Identification of the significant copy number variations

The CNV dataset for primary solid tumor samples of patients with LUAD, generated by Affymetrix Genome-Wide Human SNP Array 6.0 platform, was downloaded using TCGAbiolinks package. The significant aberrant genomic regions in tumor samples of 55 and 510 patients were identified separately by R/Bioconductor GAIA package [52]. NCBI IDs and HUGO symbols of the genes with differential copy number were determined using biomaRt R package [53].

Differential expression analysis (DEA)

The Transcriptome Profiling data in mRNA expression level (as unnormalized HTSeq raw counts) of 55 LUAD patients who have paired samples was downloaded by TCGABiolinks package. Differentially expressed genes were determined with FDR adjusted p-values (q-values) in tumor samples (TP) according to normal samples (NT) of 55 LUAD patients by limma-voom method using limma [54] and edgeR [55] R/Bioconductor packages. NCBI IDs and HUGO symbols of the differentially expressed genes determined by the biomaRt R package.

_ _ _

_Questions:_
A: In the LUAD methods text, which R/Bioconductor package identified the significant aberrant genomic regions in the tumor samples?
B: Extend the LUAD methods text in the same technical style, starting after its last sentence.

_Recorded data:_
_ _ _

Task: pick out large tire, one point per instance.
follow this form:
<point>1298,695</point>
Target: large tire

_ _ _

_Responses in order:_
A: The GAIA package.

B:
Active subnetwork and pathway analysis

We identified the active subnetworks of differentially expressed genes in tumor samples of 55 LUAD patients using R/Bioconductor DEsubs package [56]. The output of limma package containing differentially expressed genes with their Ensembl IDs and FDR adjusted p-values (q-values) were used as input of DEsubs package. DEsubs package determines and represents the active subnetworks with their graphs both at subnetwork and pathway levels.

Statistical analysis

Clinical data of 55 and 510 patients was downloaded from TCGA database using the TCGAbiolinks package. Univariate Cox Proportional Hazards Regression analysis [57] and logRank test [58] were performed using survival R package [59] for the significant SNV containing genes, the significant CNV containing genes, the DEGs and the active subnetwork genes to identify genes with prognostic ability. For the genes with prognostic ability (p value < 0.05), multivariate Cox proportional hazards model with LOOCV and the Lasso penalty was used to identify the best gene signature among different combinations of molecular levels (SNV genes, CNV genes, DEGs and active subnetwork genes) by using glmnet R package [60]. Concordance index (c-index) was performed using pec R package [61] to validate the predictive ability of different gene signatures. The larger c-index is used to determine the gene signature which has more accurate predictive ability. Multivariate cox proportional regression analysis was performed using survival R package for genes of selected signature and the risk score of each patient was calculated using coefficient and expression values of the genes. Then, patients were clustered into the high-risk group and the low-risk group and Kaplan-Meier (KM) survival curves [62] were generated using survminer R package [63] to demonstrate the overall survival of risk groups stratified based on gene signature. ROC curve analysis [64] was also performed for risk scores calculated based on selected gene signature by using survivalROC R package.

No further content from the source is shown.